>> Start Reading text
TIP: The court can issue an arrest warrant if your ticket is not paid and you have not appeared to plead guilty or not guilty. After you pay the fine, mark your calendar or use your e-mail program to remind you to check with the clerk 30 days after payment. Verify with the clerk that your payment has been entered into their computer system and that an arrest warrant has not been mistakenly issued.

Does paying the fine have any consequences?

Although it is the easiest alternative, paying the fine can have severe consequences. At the very least, a traffic offense on your driving record will increase your automobile insurance. If you have had citations in the past, you may be close to having your license suspended. Some states use a point system to determine whether to suspend your license. If you live in a point system state, call the clerk at the traffic court to find out how many points you have and how many will be added if you pay the fine on the current citation. Do not pay if you will incur enough points for the state to suspend your license.

Can I pay my fine out over time?

Yes, if the prosecutor or judge agrees to accept partial payments. If the fine is large, ask if you can spread out the payment over 3 or 4 months when you appear at your court date.

TIP: You can also request an extension of time to pay. For example, you might agree to pay the fine in 2 weeks when you receive your paycheck.

Sidebar: Always check the deadline for payment. You may be required to pay the fine (or appear in court) in as little as 7 days. Do not miss the deadline by mailing the fine too late.

Can I pay the fine by mail?

Yes. Most fines can be sent directly to the city traffic court or municipal clerk. Look for instructions and an address on the ticket. If mailing the fine is not mentioned on the ticket, call the telephone number and ask what to do.

TIP: Do not send a personal check if the citation indicates that only cash or money orders will be accepted.

Do I need to hire an attorney?

If you have had previous citations, think seriously about hiring a local attorney specializing in traffic tickets. These attorneys spend a good part of their day at traffic court working out deals favorable to their clients with prosecutors. Although a lawyer can never ethically guarantee a result, the attorney who regularly deals with traffic offenses will have a good idea of what you can expect, depending on the offense and your driving record. Be prepared to pay at least $50 for representation on a first citation for speeding, for instance. You may be charged several hundred dollars for a more serious or a repeat offense.

The attorney does not make the ticket "go away." Tickets are only dismissed if they are defective or you fight the ticket and win. The traffic ticket attorney typically obtains deferred adjudication for his client. The term refers to the possibility of dismissal of the ticket after a period of time during which you must remain free of further citations.

I received my first traffic ticket in years and want to fight it. Do I need to hire an attorney?

No. If your citation is relatively common (speeding, for instance), you have a good driving record and a valid basis for fighting the ticket, you can probably defend the ticket yourself.

TIP: If your ticket is for reckless driving, for driving significantly over the speed limit or driving while intoxicated, it is highly recommended that you speak with an attorney.
>> End Reading text
What to do
A - From the traffic ticket text, list the offenses for which speaking with an attorney is highly recommended.
B - According to the traffic ticket text, how long after paying the fine should you check with the clerk?
>> Start Recorded data
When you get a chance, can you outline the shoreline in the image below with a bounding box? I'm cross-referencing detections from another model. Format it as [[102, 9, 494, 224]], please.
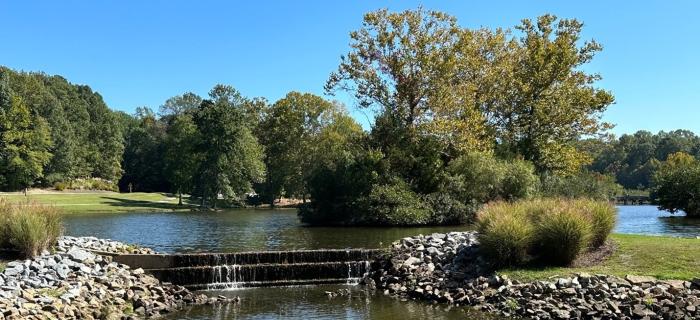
>> End Recorded data
Solution set
A -
- Reckless driving
- Driving significantly over the speed limit
- Driving while intoxicated

B - 30 days after payment.